§ **TASK INSTRUCTIONS**
a) In the passage about The Canon, what question did Natalie Angier put to the scientists she interviewed?
b) Transcribe the passage about The Canon between "At its most" and "information was nice.", inclusive.

Summary from Goodreads:
In this exuberant book, the best-selling author Natalie Angier distills the scientific canon to the absolute essentials, delivering an entertaining and inspiring one-stop science education. Angier interviewed a host of scientists, posing the simple question "What do you wish everyone knew about your field?" The Canon provides their answers, taking readers on a joyride through the fascinating fundamentals of the incredible world around us and revealing how they are relevant to us every day. Angier proves a rabble-rousing, wisecracking, deeply committed tour guide in her irresistible exploration of the scientific process and the basic concepts of physics, chemistry, evolutionary biology, cellular and molecular biology, geology, and astronomy. Even science-phobes will find her passion infectious as she strives "to make the invisible visible, the distant neighborly, the ineffable, affable."
At its most basic, Natalie Angier's The Canon is a nice book that overviews all the cool things about physics, chemistry, geology, biology, astronomy, etc. It's not really a book for me - someone who already likes science and majored in hard sciences - but I thought the breadth of information was nice.

§ **INPUT DATA**
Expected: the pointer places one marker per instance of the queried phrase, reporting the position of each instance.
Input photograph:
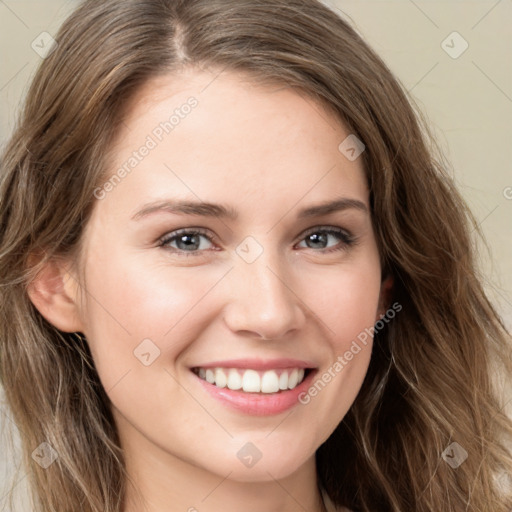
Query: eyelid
(347, 238)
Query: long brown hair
(430, 381)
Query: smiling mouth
(253, 381)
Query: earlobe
(54, 293)
(386, 292)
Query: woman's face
(257, 284)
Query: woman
(172, 336)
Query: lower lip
(258, 404)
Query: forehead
(220, 137)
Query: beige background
(467, 99)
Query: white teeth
(252, 381)
(220, 378)
(292, 379)
(270, 382)
(210, 376)
(283, 381)
(234, 380)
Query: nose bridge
(261, 293)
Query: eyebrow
(220, 211)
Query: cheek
(346, 301)
(134, 308)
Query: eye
(188, 241)
(319, 236)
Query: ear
(386, 291)
(54, 292)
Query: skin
(267, 152)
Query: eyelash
(347, 239)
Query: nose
(263, 300)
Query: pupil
(184, 238)
(316, 238)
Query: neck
(161, 483)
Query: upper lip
(258, 364)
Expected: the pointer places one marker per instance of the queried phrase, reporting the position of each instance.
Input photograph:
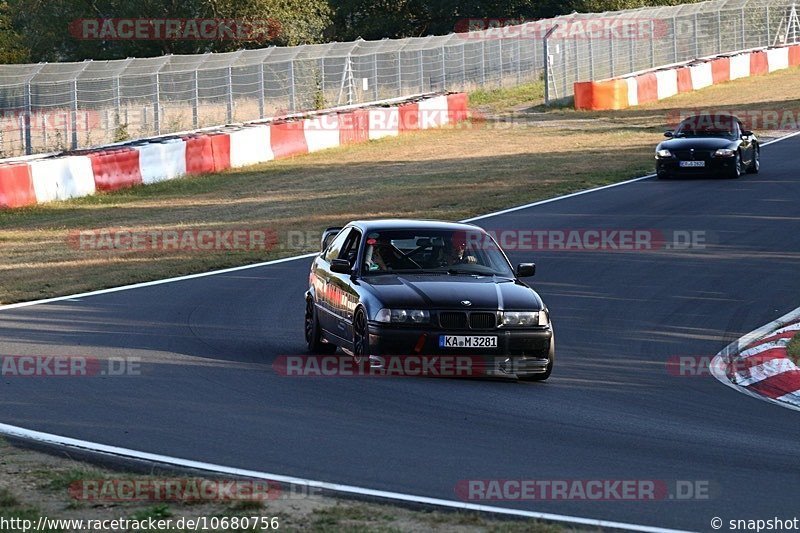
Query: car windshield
(708, 126)
(448, 252)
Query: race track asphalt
(611, 410)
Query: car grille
(453, 320)
(462, 320)
(699, 155)
(482, 320)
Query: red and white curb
(759, 365)
(145, 161)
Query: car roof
(384, 224)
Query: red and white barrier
(162, 161)
(16, 186)
(62, 178)
(152, 161)
(701, 75)
(384, 122)
(250, 146)
(740, 66)
(321, 132)
(759, 363)
(666, 83)
(116, 168)
(641, 88)
(777, 58)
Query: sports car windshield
(444, 252)
(707, 126)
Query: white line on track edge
(48, 438)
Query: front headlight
(521, 319)
(403, 316)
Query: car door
(324, 287)
(342, 291)
(746, 143)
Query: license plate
(467, 341)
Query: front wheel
(360, 337)
(736, 171)
(313, 332)
(755, 164)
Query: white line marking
(102, 448)
(49, 438)
(151, 283)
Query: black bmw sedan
(417, 287)
(708, 145)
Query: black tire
(755, 164)
(360, 337)
(551, 356)
(736, 173)
(313, 333)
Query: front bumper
(713, 167)
(519, 351)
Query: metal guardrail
(55, 106)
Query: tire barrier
(250, 145)
(650, 86)
(62, 178)
(16, 185)
(105, 169)
(354, 127)
(163, 160)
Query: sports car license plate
(467, 341)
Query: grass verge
(34, 484)
(794, 348)
(516, 153)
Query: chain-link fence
(604, 45)
(56, 106)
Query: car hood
(701, 143)
(447, 292)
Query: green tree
(51, 29)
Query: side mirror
(526, 270)
(327, 237)
(341, 266)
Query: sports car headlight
(403, 316)
(520, 318)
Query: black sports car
(412, 287)
(712, 144)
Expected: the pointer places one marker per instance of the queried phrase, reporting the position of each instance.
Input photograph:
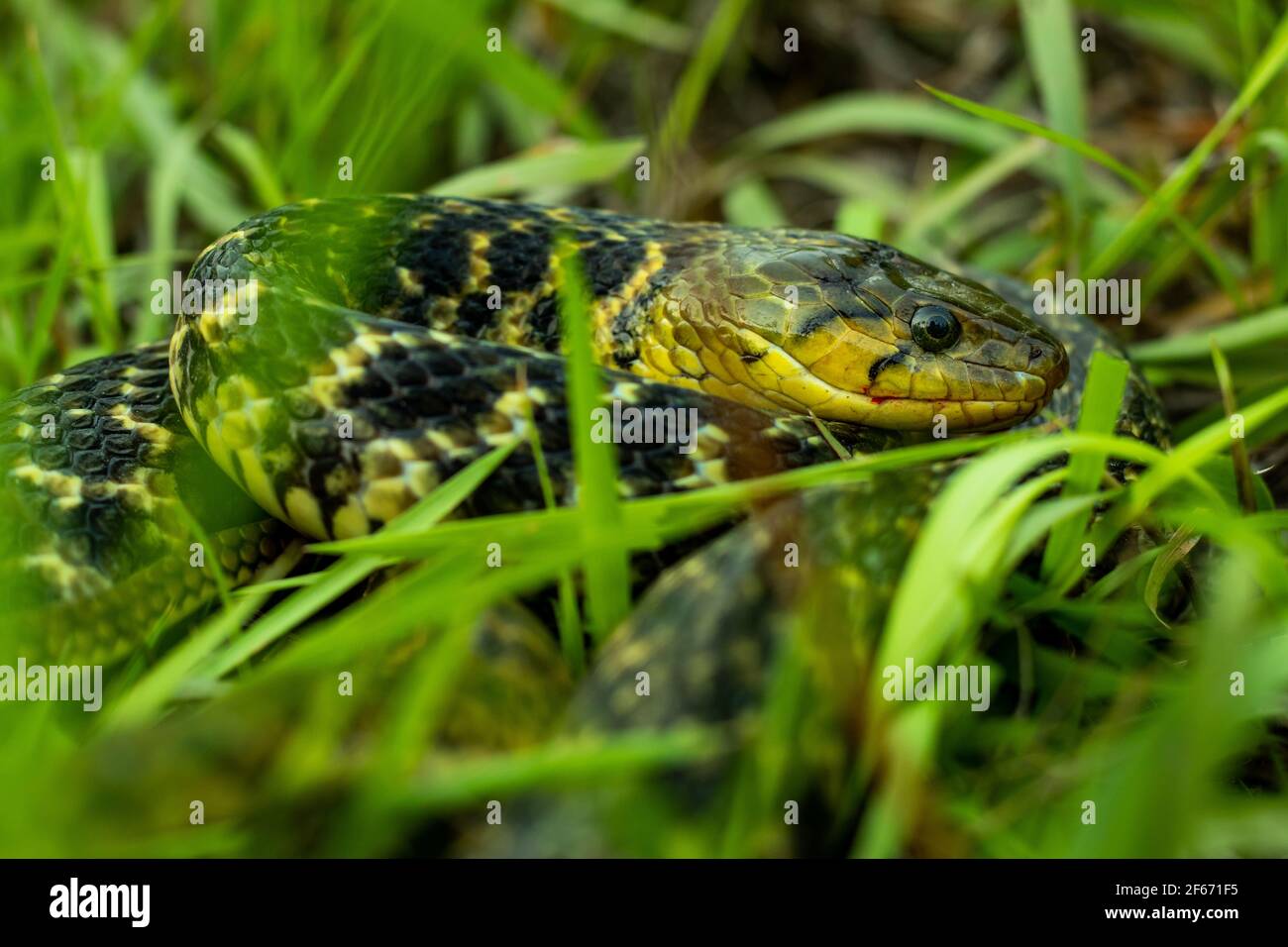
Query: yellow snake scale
(397, 339)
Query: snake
(397, 339)
(391, 342)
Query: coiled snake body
(395, 339)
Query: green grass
(159, 150)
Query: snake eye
(934, 328)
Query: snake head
(858, 331)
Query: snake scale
(397, 339)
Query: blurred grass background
(1107, 162)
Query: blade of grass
(608, 569)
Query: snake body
(399, 338)
(429, 328)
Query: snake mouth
(918, 414)
(903, 395)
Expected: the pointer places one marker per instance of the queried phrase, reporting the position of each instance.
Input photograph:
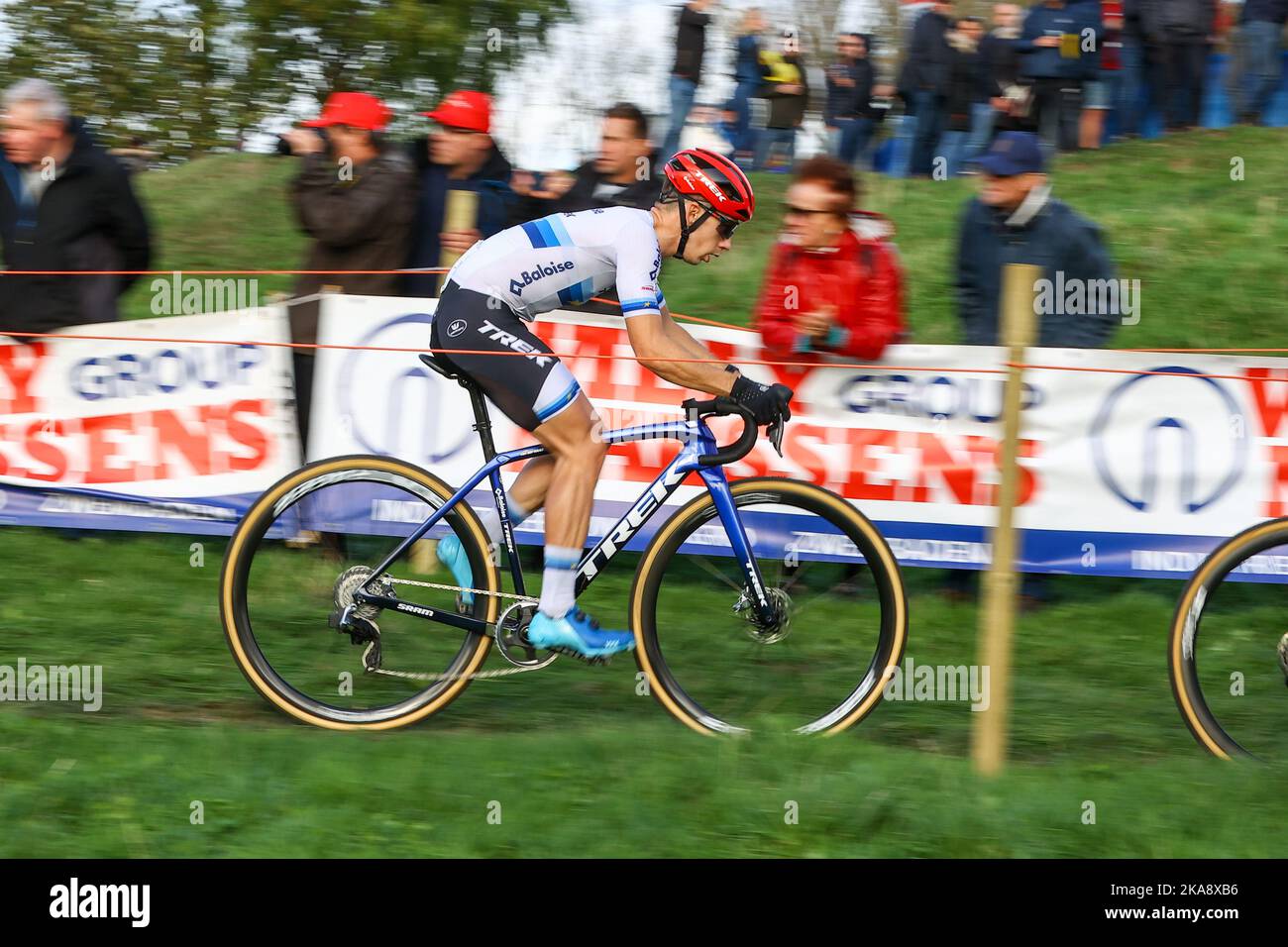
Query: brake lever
(776, 434)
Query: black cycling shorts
(528, 390)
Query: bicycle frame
(697, 440)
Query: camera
(283, 147)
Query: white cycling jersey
(568, 258)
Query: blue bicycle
(760, 604)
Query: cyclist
(509, 278)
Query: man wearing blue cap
(1016, 219)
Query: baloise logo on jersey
(540, 272)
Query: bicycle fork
(717, 484)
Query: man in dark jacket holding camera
(64, 205)
(352, 197)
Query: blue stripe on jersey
(546, 231)
(638, 305)
(558, 403)
(535, 235)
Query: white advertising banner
(1131, 463)
(172, 436)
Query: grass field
(572, 758)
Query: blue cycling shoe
(579, 635)
(451, 554)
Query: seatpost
(482, 420)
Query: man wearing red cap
(459, 155)
(351, 197)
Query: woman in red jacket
(833, 283)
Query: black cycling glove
(767, 402)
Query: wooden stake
(997, 608)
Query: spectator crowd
(996, 99)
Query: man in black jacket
(459, 155)
(619, 176)
(64, 205)
(691, 42)
(923, 82)
(1016, 219)
(1181, 29)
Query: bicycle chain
(430, 677)
(459, 587)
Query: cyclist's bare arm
(657, 338)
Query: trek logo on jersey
(539, 273)
(513, 342)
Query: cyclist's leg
(540, 394)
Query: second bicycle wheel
(1229, 646)
(841, 599)
(294, 562)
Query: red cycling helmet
(715, 180)
(716, 183)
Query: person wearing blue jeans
(1262, 58)
(925, 82)
(747, 77)
(982, 115)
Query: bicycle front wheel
(1233, 611)
(836, 586)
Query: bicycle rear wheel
(1234, 609)
(844, 613)
(305, 545)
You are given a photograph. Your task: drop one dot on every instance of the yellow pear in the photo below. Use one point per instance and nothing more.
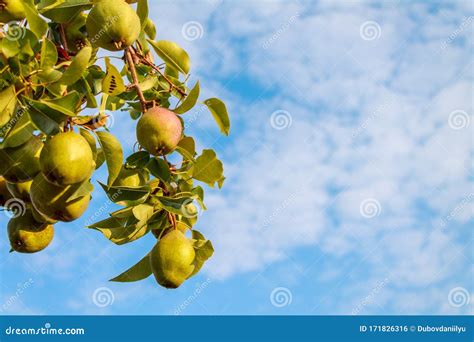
(172, 259)
(5, 194)
(67, 159)
(53, 202)
(131, 178)
(21, 163)
(20, 190)
(40, 217)
(159, 131)
(113, 25)
(11, 10)
(27, 235)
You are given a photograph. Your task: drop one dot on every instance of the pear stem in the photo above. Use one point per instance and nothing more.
(133, 71)
(63, 37)
(153, 66)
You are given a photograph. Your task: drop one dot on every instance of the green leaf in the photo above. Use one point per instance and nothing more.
(208, 168)
(7, 104)
(110, 222)
(190, 100)
(188, 144)
(125, 195)
(204, 250)
(172, 54)
(142, 11)
(143, 212)
(45, 123)
(113, 154)
(219, 112)
(67, 105)
(49, 75)
(159, 168)
(77, 67)
(90, 140)
(139, 271)
(150, 28)
(173, 205)
(85, 189)
(123, 235)
(21, 132)
(100, 158)
(137, 160)
(36, 23)
(112, 83)
(49, 54)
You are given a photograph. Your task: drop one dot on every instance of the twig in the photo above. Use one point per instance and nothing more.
(63, 37)
(133, 71)
(172, 85)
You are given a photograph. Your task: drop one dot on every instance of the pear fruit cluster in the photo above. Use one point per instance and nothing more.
(38, 182)
(172, 259)
(113, 25)
(57, 88)
(159, 131)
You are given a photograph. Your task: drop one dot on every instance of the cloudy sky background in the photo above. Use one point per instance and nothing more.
(349, 169)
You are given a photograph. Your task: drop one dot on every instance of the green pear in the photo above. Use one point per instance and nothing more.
(21, 163)
(27, 235)
(159, 131)
(113, 25)
(172, 259)
(20, 190)
(11, 10)
(131, 178)
(64, 13)
(53, 201)
(5, 194)
(40, 217)
(76, 37)
(67, 159)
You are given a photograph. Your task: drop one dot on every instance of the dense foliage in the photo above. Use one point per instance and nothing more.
(57, 68)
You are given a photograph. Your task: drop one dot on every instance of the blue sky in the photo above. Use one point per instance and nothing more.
(349, 169)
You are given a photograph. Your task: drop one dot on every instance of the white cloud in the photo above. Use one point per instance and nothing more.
(369, 121)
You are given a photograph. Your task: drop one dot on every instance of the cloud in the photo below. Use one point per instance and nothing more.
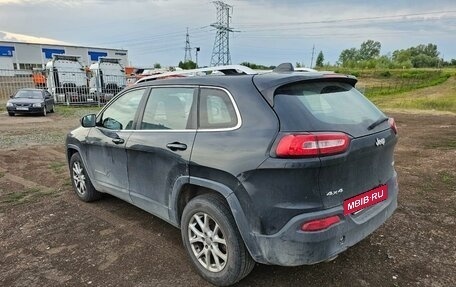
(8, 36)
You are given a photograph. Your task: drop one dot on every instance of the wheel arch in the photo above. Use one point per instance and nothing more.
(187, 188)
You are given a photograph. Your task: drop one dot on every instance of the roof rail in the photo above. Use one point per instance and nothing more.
(284, 68)
(225, 70)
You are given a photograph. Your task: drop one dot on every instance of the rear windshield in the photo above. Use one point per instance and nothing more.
(325, 106)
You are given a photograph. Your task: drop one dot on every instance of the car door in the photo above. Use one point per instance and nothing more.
(106, 142)
(159, 150)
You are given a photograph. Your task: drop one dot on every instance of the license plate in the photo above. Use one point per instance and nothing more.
(365, 199)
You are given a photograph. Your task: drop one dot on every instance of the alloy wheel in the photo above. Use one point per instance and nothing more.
(207, 242)
(79, 178)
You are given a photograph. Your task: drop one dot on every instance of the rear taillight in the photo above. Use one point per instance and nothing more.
(320, 224)
(392, 125)
(309, 145)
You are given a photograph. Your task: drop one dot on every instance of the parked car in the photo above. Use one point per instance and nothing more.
(30, 101)
(280, 168)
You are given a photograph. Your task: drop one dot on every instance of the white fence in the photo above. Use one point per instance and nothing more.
(70, 88)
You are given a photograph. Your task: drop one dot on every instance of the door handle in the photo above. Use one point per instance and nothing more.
(176, 146)
(118, 141)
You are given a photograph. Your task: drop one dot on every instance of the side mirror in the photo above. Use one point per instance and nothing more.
(89, 121)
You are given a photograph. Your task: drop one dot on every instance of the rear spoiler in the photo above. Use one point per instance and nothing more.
(268, 87)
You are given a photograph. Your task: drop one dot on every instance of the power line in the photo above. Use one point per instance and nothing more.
(221, 51)
(188, 49)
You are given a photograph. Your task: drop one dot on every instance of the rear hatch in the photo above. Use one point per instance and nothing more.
(326, 106)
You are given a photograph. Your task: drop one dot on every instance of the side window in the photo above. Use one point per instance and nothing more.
(169, 109)
(216, 110)
(120, 114)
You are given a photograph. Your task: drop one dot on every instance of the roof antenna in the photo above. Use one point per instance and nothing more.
(284, 68)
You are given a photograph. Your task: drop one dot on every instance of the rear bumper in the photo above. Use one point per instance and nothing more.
(293, 247)
(31, 110)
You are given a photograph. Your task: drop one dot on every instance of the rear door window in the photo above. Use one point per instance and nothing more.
(121, 113)
(325, 106)
(169, 109)
(216, 110)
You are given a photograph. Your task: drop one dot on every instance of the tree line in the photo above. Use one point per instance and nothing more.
(368, 56)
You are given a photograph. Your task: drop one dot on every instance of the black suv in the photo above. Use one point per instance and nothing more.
(278, 168)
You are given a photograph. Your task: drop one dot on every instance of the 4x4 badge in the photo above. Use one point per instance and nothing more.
(380, 142)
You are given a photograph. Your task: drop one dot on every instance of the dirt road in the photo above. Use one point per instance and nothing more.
(49, 238)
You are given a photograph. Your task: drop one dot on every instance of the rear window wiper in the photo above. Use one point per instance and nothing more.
(376, 123)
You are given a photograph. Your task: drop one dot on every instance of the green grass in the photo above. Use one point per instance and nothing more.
(444, 143)
(439, 104)
(397, 87)
(447, 178)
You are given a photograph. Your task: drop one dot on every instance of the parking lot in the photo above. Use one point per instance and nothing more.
(49, 238)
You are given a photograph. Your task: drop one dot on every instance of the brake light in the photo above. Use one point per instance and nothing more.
(320, 224)
(309, 145)
(392, 125)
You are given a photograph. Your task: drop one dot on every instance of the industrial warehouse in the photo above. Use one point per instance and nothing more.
(26, 56)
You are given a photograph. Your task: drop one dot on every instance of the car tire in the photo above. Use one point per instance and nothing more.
(208, 230)
(82, 185)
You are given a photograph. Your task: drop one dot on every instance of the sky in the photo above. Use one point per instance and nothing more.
(267, 32)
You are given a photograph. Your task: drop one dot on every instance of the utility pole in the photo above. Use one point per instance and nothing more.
(313, 53)
(188, 49)
(197, 49)
(221, 51)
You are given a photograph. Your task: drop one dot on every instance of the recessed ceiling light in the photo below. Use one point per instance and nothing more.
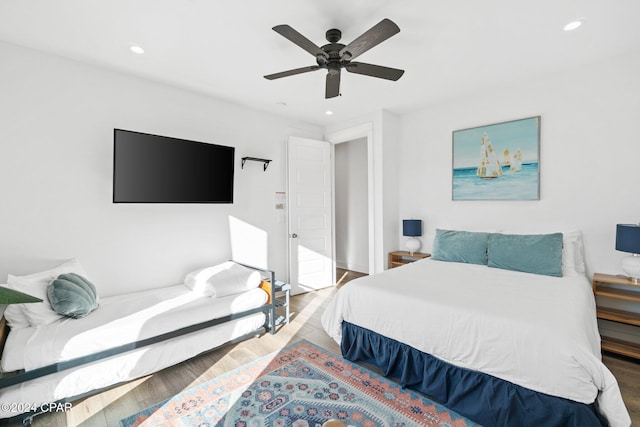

§ **RESULTS BY TASK**
a) "What do you wish everyone knew about your field?"

b)
At its most basic, Natalie Angier's The Canon is a nice book that overviews all the cool things about physics, chemistry, geology, biology, astronomy, etc. It's not really a book for me - someone who already likes science and majored in hard sciences - but I thought the breadth of information was nice.